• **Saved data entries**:

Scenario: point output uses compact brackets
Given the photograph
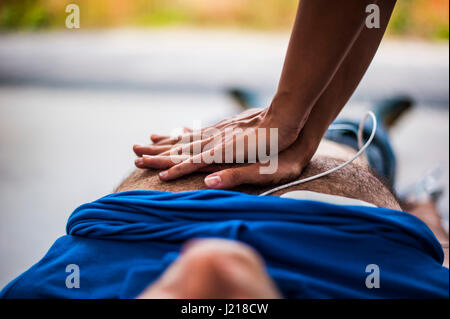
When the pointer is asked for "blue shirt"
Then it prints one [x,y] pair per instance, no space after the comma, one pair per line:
[123,242]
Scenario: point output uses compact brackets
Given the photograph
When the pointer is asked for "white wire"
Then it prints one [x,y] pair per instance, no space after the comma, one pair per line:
[362,149]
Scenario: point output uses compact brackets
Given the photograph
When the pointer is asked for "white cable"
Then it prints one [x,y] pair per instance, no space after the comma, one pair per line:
[362,149]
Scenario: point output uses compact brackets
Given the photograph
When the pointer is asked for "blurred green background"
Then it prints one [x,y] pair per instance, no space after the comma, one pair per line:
[427,19]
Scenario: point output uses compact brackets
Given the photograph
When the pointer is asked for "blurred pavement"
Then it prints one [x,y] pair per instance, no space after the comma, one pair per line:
[72,104]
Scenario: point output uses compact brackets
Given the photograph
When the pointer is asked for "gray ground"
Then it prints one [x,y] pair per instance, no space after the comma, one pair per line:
[72,104]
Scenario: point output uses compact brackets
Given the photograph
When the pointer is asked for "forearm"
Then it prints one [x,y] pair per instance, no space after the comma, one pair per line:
[323,34]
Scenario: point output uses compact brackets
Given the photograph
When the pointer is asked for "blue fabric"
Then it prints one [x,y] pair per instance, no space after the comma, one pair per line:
[124,241]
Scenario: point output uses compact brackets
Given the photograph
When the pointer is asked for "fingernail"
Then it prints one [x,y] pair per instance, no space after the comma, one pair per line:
[164,174]
[213,181]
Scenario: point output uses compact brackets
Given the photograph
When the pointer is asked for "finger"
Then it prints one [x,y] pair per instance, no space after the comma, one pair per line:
[187,167]
[162,162]
[157,138]
[140,150]
[233,177]
[193,148]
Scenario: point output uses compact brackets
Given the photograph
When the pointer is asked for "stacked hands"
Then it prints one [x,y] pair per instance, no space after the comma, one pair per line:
[328,55]
[245,143]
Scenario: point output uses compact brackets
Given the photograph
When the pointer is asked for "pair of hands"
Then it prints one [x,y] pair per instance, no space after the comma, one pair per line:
[195,152]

• **PROBLEM DETAILS**: Omit the pictures. Output every record above word for word.

• **RESULT BELOW**:
Scenario: point output uses compact brackets
Given the photograph
When the pointer is asked for "blue shirt"
Then it prints one [x,y] pair per instance, no space after the comma, one pair per line:
[123,242]
Scenario: point output uses compact brackets
Given the photograph
When the pointer is asked for "white wire"
Then it prints one [x,y] pair per instance, no space after the comma, one pair per line:
[362,149]
Scenario: point output uses compact brackets
Given the photograph
When the pointer is asked for "white cable"
Then it prints one [x,y] pair per instance, no space after the comma, one pair per line:
[362,149]
Scenario: point output uses compact brackets
Given the photograph
When the pointer is asked for "blurred green background"
Then it prints one [x,y] pair per instance, no space after the comma, one pair per line:
[427,19]
Scenario: point output uses compact brackets
Given the photograph
When the pointer is asked for "blurred pavement"
Then it prints one [x,y] pair per instance, no space after the comma, one pair per line:
[72,104]
Scenario: point output uses compact brackets
Given the photograph
When the pointer is asked for "gray ground"
Then it prints one [x,y] pair per instance, no space after the comma, one pair per line:
[72,104]
Scenario: point output uses compact brackets
Given the photograph
When the pointer is asked for "forearm"
Then it prints one [x,y] pair per instance, no space after the comma, one pair per line:
[323,34]
Scenario: point output uses compact brackets
Given the photograph
When the pointer is asked for "blue fabric"
Then it prints one [x,y] pair per instance, no space after the comma, one pair per line:
[124,241]
Scenario: point output uses compact brackets
Given the photograph
When the pointer is asked for "fingernail"
Then it prints one [x,y] pair per instance, no space after the comma, one pair per line:
[164,174]
[213,181]
Scenario: point output uses compact brackets
Given the photograph
When the pointer is asked for "finger"
Then it prints one [x,y] pair per instance, no space after the comma, one pair per line:
[187,167]
[162,162]
[157,138]
[140,150]
[233,177]
[193,148]
Scenario: point output uses compact brackets
Given the photograph
When the pointer is asked for "stacked hands"
Then it prints one [x,y] pair per instance, no space after the comma, one pair per line:
[328,55]
[245,143]
Scenario: point output uses compact brackets
Given the photograph
When the pointer is asked for "pair of hands"
Then it prints one [x,y] pair per instance, no space after the comma, one pair per line:
[195,152]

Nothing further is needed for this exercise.